Reproduce the complete set of records, exactly as they appear.

(PROVIDED DATA Opens)

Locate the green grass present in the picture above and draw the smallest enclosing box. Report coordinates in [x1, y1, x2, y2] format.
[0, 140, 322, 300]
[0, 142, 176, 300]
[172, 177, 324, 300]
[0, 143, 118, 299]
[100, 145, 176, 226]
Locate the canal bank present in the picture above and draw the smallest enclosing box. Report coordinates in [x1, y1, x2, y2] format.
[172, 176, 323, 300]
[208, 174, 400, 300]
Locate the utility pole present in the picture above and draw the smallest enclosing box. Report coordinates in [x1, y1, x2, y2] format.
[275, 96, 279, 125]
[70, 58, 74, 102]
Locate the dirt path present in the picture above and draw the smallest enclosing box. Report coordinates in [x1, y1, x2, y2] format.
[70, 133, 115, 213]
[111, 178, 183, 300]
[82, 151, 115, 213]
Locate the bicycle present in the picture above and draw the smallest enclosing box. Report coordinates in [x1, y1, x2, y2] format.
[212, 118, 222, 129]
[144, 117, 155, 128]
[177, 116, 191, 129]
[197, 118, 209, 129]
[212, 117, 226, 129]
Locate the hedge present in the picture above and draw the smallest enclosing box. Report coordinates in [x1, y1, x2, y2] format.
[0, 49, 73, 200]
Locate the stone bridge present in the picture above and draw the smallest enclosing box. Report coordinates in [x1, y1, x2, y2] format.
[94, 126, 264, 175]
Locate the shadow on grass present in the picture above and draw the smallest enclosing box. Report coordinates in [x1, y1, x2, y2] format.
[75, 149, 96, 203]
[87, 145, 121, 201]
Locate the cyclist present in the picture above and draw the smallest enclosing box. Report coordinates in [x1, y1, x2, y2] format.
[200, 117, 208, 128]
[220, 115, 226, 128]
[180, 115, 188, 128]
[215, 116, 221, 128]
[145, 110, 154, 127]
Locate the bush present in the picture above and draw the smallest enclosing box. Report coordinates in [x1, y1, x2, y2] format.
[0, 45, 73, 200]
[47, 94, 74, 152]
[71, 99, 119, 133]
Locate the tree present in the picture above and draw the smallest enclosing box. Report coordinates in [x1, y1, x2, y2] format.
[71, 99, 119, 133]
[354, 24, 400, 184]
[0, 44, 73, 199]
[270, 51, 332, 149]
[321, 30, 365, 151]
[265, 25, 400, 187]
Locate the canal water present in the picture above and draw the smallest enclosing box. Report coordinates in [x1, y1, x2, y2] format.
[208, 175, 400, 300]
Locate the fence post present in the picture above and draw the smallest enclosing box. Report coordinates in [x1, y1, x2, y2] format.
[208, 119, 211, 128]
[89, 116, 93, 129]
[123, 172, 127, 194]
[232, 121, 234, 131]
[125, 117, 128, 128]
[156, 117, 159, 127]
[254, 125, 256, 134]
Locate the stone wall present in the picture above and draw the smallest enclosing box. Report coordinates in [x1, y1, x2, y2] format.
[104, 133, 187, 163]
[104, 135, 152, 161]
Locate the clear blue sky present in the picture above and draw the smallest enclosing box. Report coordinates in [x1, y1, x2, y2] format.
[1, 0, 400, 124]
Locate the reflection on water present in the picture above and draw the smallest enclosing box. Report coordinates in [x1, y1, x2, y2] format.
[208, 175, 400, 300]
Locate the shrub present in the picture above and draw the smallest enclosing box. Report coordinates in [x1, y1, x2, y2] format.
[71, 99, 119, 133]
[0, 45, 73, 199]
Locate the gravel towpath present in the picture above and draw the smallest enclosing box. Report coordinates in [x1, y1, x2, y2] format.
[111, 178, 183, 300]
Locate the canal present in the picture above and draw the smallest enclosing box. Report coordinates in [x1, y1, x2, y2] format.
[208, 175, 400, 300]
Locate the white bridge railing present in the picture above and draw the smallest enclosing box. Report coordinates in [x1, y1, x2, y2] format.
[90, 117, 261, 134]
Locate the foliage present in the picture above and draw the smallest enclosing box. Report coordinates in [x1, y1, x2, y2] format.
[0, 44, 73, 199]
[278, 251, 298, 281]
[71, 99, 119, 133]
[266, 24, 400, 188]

(PROVIDED DATA Closes)

§ SOLVED PROBLEM:
Locate the green grass present in the picture above and draw the smallest enclosing box. Report coordinates in [x1, y1, x2, y2] format.
[0, 140, 322, 300]
[0, 142, 176, 300]
[172, 177, 324, 300]
[0, 143, 118, 299]
[100, 145, 176, 226]
Locate the canal bank present in the picture above and draw the smallest enclosing box. Report coordinates in [x1, y1, x2, y2] format.
[172, 176, 323, 300]
[208, 174, 400, 300]
Locate the utility pole present in the picture above and draw the smallest enclosing box. Report coordinates in [x1, y1, x2, y2] format.
[275, 96, 279, 125]
[70, 58, 74, 102]
Locate the dirt path present in the picture above and draw the smallest enclosing box. Report coordinates in [x1, y1, x2, y2] format.
[70, 133, 115, 213]
[111, 178, 183, 300]
[82, 151, 115, 213]
Locate the bicycle present in the picture above and draw the smallest enclosing box. Report coordinates in [x1, y1, x2, y2] format.
[212, 118, 222, 129]
[144, 117, 155, 128]
[177, 116, 191, 129]
[197, 118, 209, 129]
[212, 117, 226, 129]
Locate the hedge present in the picture above and draw the smallest enclosing box. Report coordinates in [x1, y1, x2, y2] format.
[0, 49, 73, 200]
Locate the stone bridge present in the picture above and draw the smallest enclosing box. Report coordinates in [x1, y1, x2, y2] format.
[94, 126, 264, 175]
Locate the shadow on grass present in the picture above and draw the smallest enclosing box. Report coordinates in [x1, y1, x2, y2] format.
[75, 149, 96, 203]
[87, 145, 121, 201]
Locate the cyclist present in the picture above and draw the smallest enclosing box. Report coordinates in [x1, y1, x2, y2] format.
[200, 117, 208, 128]
[220, 115, 226, 128]
[180, 115, 188, 128]
[215, 116, 221, 128]
[145, 110, 154, 127]
Locate the bush present in the picture above and draw the smallest enclosing box. Report coordinates in [x1, y1, x2, y2] format.
[0, 45, 73, 200]
[47, 94, 74, 152]
[71, 99, 119, 133]
Locate the tree present in the picture above and draw the smallest enclosing box. Report coordinates in [x1, y1, x2, y2] format.
[71, 99, 119, 133]
[354, 24, 400, 184]
[0, 44, 73, 199]
[270, 51, 332, 149]
[321, 30, 365, 151]
[265, 25, 400, 187]
Locate the canal water present in the picture above and draw the smallest enclosing box. Report coordinates in [x1, y1, x2, y2] format.
[208, 175, 400, 300]
Locate the fence post present in the picture above and draw the smallest enclosing box. Report coordinates in [x1, y1, x2, y2] format.
[208, 119, 211, 128]
[89, 116, 93, 129]
[123, 172, 127, 194]
[232, 121, 234, 131]
[125, 117, 128, 128]
[156, 117, 159, 127]
[254, 125, 256, 134]
Locate the stone wall present in the picture above and draw the smallest enclosing box. Report coordinates in [x1, y1, x2, y2] format.
[104, 133, 187, 163]
[104, 135, 152, 161]
Locate the clear blue sky present in the picture above and draw the smallest enclosing box. Report coordinates in [x1, y1, x2, y2] format.
[1, 0, 400, 124]
Locate the reflection on water present in the picture above and draw the smallest enclosing box. Report coordinates in [x1, y1, x2, y2] format.
[208, 175, 400, 300]
Locate the shrub present in the picture above and draw the smallest enclosing box. Report coordinates in [x1, y1, x2, y2] format.
[71, 99, 119, 133]
[0, 45, 73, 199]
Locate the gravel towpath present in the picture above and draw the smallest enclosing box. Report coordinates in [x1, y1, x2, y2] format.
[111, 178, 183, 300]
Locate the canal present in the picture above and draw the smallest enclosing box. Report coordinates in [x1, y1, x2, y2] format.
[208, 175, 400, 300]
Locate the white bridge railing present in the picture above and draw the smallest enclosing box. Report coordinates in [x1, y1, x2, y2] format.
[90, 117, 261, 134]
Locate the foliage present in the picture above and draw the smallest enclosing box. Report coordinates in [x1, y1, x2, y2] format.
[0, 44, 73, 199]
[278, 251, 298, 281]
[71, 99, 119, 133]
[266, 24, 400, 188]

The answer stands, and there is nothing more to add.